### [Texte source]
· · · ·
DÉRAPAGE(S)

L’impression est fugace, l’oscillation imperceptible, et pourtant un léger déport a lieu, discret, sans conséquence immédiate apparente, comme le mouvement zébré d’une roue de moto, tentée par une dérobade sur un sol humide.

Ce «je ne sais quoi », qui est aussi un «presque rien » n’est pourtant pas neutre. Il annonce un glissement, une dérive comme celle des continents, invisibles à l’œil nu. Avec le temps, le phénomène deviendra prégnant et décillera nos yeux. Notre conscience se réveillera alors avec une « gueule de bois », réduite à la nostalgie, faute de réaction en temps voulu et mesurera trop tard la disparition d’un bien précieux.

En effet, cette banalisation insidieuse irrigue de nombreux pans de notre vie quotidienne, marquée par une inflation galopante d’incivilités, manifestations de sans-gêne, vulgarité et offenses diverses faites aux valeurs, à l’élégance et à la culture. Au lieu d’aborder autrui avec prévenance, sourire en bandoulière, augurer plaisir ou surprise de la rencontre, chacun est à l’affût, entretient son petit égoïsme réjoui et conquérant par un mépris grandissant d’autrui. Au mieux, Ego plaide pro domo, oubliant que le droit de l’un a pour symétrie l’obligation de l’autre.

« Chacun ressent ce qui lui manque, plutôt que ce qu’il a »  Charles de Gaulle*

Ce délitement individualiste affecte le tissu social et les comportements collectifs. Il est le miroir d’un dérapage sociétal et politique incontrôlé, pouvant dériver vers un besoin d’autorité conduisant des citoyens égarés à préférer suivre la voie imposée par un « chef », dont la sévérité serait alors jugée comme une preuve d’affection. Une telle glissade résulte de subreptices lâchetés, compromissions ou renonciations, notamment aux libertés publiques et droits fondamentaux, qui ne sont pourtant pas des guirlandes de la démocratie, mais son ossature.

« La France n’est pas la patrie des droits de l’homme, elle est celle de la déclaration
des droits de l’homme » Robert Badinter

Ce fléchissement peut même advenir au sein d’un État de droit, si les citoyens baissent la garde. Ainsi paraît-il inouï, dans sa pleine acception étymologique, que notre pays puisse devenir le théâtre d’une répression brutale de citoyens parfois adolescents, revendiquant le droit de manifester pacifiquement.
· · · ·
### [Consigne]
Répondez brièvement à ces questions sur l'extrait sur les dérapages :
1. À quoi le léger déport du début est-il comparé ?
2. D'après la citation de Robert Badinter, de quoi la France est-elle la patrie ?
3. Que sont les libertés publiques et les droits fondamentaux pour la démocratie, sinon des guirlandes ?
Les enregistrements ci-après forment un matériau distinct de l'extrait sur les dérapages.
· · · ·
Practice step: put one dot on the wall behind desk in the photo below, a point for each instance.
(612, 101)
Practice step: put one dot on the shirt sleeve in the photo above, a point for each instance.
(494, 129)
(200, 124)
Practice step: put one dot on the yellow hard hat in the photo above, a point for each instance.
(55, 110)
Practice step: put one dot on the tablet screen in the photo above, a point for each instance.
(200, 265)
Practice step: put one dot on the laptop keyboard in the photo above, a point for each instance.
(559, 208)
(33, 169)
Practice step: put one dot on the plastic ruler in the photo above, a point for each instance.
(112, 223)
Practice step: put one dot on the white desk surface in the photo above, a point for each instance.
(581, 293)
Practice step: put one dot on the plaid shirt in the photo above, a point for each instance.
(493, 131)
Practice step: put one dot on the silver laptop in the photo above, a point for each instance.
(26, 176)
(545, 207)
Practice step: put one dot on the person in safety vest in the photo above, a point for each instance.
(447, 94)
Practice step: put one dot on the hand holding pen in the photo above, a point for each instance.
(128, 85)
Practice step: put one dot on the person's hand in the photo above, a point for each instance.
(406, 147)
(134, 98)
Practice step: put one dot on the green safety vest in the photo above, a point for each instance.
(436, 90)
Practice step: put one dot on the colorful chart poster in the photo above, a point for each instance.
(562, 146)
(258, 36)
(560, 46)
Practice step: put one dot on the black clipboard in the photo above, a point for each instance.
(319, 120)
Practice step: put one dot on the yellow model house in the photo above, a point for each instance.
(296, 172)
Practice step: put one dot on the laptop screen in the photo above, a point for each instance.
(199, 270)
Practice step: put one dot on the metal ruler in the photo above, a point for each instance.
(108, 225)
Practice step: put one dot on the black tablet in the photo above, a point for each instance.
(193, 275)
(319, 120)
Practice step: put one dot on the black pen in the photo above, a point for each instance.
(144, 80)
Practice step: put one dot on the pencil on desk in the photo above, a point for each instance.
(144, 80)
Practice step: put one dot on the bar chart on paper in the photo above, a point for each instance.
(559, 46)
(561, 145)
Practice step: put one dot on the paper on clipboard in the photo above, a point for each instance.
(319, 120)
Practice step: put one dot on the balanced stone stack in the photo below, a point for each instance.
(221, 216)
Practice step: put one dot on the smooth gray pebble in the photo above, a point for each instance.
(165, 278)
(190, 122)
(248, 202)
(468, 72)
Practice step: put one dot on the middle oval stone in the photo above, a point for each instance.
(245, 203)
· · · ·
### [Réponse]
1. Au mouvement zébré d'une roue de moto, tentée par une dérobade sur un sol humide.
2. De la déclaration des droits de l'homme.
3. Son ossature.